# EXERCISE REQUIREMENTS
Nothing in the records should change; write them all out exactly.

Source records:
<<<<

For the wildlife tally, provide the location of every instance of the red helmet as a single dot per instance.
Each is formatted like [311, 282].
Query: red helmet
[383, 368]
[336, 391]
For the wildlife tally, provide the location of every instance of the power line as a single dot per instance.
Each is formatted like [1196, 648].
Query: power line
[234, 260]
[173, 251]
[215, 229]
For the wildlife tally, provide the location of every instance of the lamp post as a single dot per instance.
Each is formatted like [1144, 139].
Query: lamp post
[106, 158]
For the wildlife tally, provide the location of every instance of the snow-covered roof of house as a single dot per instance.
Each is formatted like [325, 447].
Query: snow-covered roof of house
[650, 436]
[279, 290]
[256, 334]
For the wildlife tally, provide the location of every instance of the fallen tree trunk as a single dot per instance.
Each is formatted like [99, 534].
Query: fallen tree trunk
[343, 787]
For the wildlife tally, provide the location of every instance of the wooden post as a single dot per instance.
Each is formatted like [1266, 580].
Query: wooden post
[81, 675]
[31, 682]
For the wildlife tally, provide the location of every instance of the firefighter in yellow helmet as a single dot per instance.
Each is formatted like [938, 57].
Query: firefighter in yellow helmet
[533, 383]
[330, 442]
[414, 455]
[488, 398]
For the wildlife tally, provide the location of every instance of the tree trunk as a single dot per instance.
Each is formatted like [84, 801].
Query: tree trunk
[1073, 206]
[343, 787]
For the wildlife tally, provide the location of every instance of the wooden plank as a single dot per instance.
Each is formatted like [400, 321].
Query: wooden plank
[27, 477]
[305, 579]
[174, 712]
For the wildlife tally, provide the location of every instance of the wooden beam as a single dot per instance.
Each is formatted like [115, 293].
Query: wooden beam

>>>>

# YOUR RESPONSE
For the wildlife tally, provide the location of every instance of the red helmet as a single dot per instance.
Each is formatted like [311, 282].
Query: red helmet
[383, 368]
[336, 391]
For the wildlife tally, provide the location of every instance of the power line as a single dot per instance.
Each is formatted like [1196, 648].
Query: power line
[234, 260]
[173, 251]
[215, 229]
For the wildlife tally, provide the location of every instance of the lamp post as a single dot per instance.
Each is formatted like [1144, 139].
Query: lamp post
[106, 158]
For the wildlife tally, provide the location of every instance of the snow-covered roof of house as a single dot per instance.
Each is formatted like [325, 447].
Query: snow-covered roof of house
[650, 436]
[279, 290]
[256, 334]
For the wildlife tally, provide the location of every instance of the fallen tree trunk as a single dot per instance.
Each is formatted like [99, 534].
Query: fallen tree trunk
[343, 787]
For the wildlife tally, provide the location of every instance of the wooden post as a single dot per instance.
Each is formatted like [1266, 580].
Query: wooden post
[81, 675]
[31, 682]
For the wildlife tally, provide the location of every instance of the firefighter in yellow helmet as a single dot per instance.
Each is formatted like [938, 57].
Query: firefighter in yellow helmet
[533, 383]
[330, 442]
[414, 455]
[488, 398]
For the wildlife tally, provide the location of every instance of the tree trunk as a single dot per instance.
Each is formatted like [84, 801].
Query: tree trunk
[1073, 206]
[343, 787]
For the wildlife tally, provide the location of every instance of the wooden plank as a single dot per instance.
Each is formatted like [400, 321].
Query: wooden plank
[27, 477]
[305, 579]
[174, 712]
For the wildlife tally, provide the location of every instance of the wooden beam as a single dot per instance.
Each is formatted like [115, 293].
Query: wooden beam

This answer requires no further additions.